Stored dataset items:

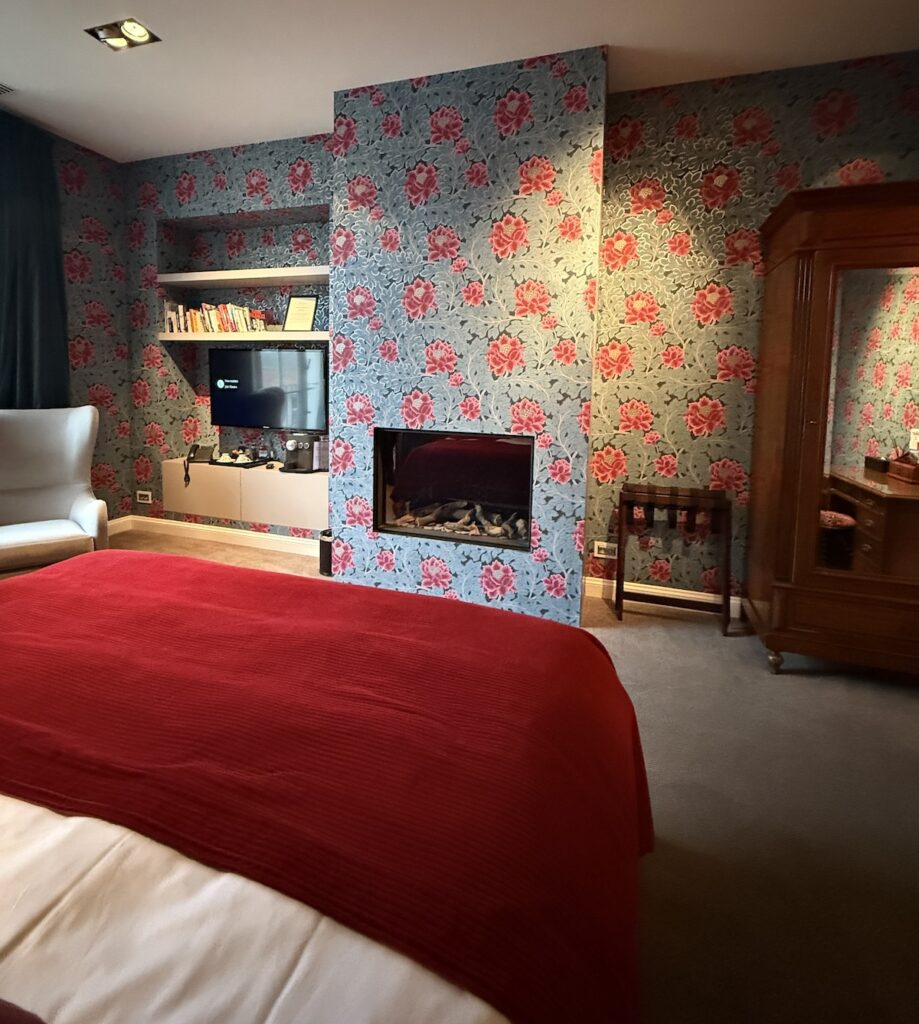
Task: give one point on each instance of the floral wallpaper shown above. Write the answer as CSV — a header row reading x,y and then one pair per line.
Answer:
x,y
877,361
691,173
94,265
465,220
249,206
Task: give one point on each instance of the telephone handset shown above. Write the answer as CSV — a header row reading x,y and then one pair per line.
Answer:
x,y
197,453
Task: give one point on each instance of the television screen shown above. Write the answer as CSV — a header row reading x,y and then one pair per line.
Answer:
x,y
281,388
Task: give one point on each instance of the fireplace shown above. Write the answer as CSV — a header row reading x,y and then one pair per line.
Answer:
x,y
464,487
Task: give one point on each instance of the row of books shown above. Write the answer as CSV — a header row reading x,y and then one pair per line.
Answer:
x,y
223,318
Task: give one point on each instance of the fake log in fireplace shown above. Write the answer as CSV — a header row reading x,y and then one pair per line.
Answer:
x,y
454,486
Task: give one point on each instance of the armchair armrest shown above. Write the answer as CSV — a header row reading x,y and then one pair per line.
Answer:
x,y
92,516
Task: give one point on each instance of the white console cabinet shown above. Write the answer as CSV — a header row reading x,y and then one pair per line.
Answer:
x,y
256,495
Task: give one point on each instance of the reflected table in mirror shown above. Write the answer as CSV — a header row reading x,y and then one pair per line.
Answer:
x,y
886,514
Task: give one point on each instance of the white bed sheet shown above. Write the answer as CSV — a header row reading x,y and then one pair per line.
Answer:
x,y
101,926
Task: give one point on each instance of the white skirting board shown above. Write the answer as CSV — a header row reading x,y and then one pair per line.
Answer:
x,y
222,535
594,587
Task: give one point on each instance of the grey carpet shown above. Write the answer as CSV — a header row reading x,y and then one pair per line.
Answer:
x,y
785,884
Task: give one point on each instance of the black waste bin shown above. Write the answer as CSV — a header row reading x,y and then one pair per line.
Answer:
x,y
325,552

Aim of the exercise:
Reproduce all of the rows above character for character, leaving out the pictures.

Finished task:
Task: give one point on each instance of the floral wallpaper shown above. Write the answer as CSV — a header row reading x,y and then one pair per line.
Answer:
x,y
877,361
691,173
94,265
465,220
249,206
Task: give one point on each instance of the telephone handset shown above. Write the answer as CSV — a header row reading x,y and then one pair per line.
Answer:
x,y
197,453
Task: give one point on each instance of the television screen shown above. Write the answer as CSV — a header row reading x,y and then one pair per line.
Answer:
x,y
281,388
Task: give one point on each instance of the fireplace shown above. Write the answer as CSV — a header row reading x,y and then one pair per line.
Answer:
x,y
464,487
Task: give one point on each instance of the row of books shown above. Write the answer as CSV — a header row reading x,y and then one pair per line.
Answer:
x,y
223,318
Task: give one point on each instance of the fake log in fireplace shown above. Write the answer as CSV — a header row reading x,y and then one pair per line.
Answer:
x,y
454,486
Task: give one point on each instance of the armchair armrest shown above. Write the answer as CSV — a header row reading x,y and then one pair per line.
Answer:
x,y
92,516
Task: give one point on each instance of the white console cabinet shown above. Write the answer as CSV — a header row reading x,y and then one pair per line.
Answer:
x,y
256,495
Task: give one point on each instance of the reflected table in mirror shown above. Write the answer as CSV — a header row reading x,y and then one pair per line.
Answer:
x,y
886,514
Task: give one point on each instance of the white bed sheet shown above. Write the answer as CSV — a header row reading x,y and then one pair per line.
Answer:
x,y
101,926
Task: give one point on each instance of the white skirting board shown above. Write the answer as CSV — a header row reading x,y and then one pair per line.
Answer:
x,y
222,535
594,587
Task: give one point on each instance of the grey carpet shown above. Write the answer as CSV — a header row reading x,y and then one pair per line.
Answer:
x,y
785,884
Task: give one point on each instance of the black waste bin shown above. Write the answer as CSV — a header row reading x,y and then one pair per line.
Answer:
x,y
325,552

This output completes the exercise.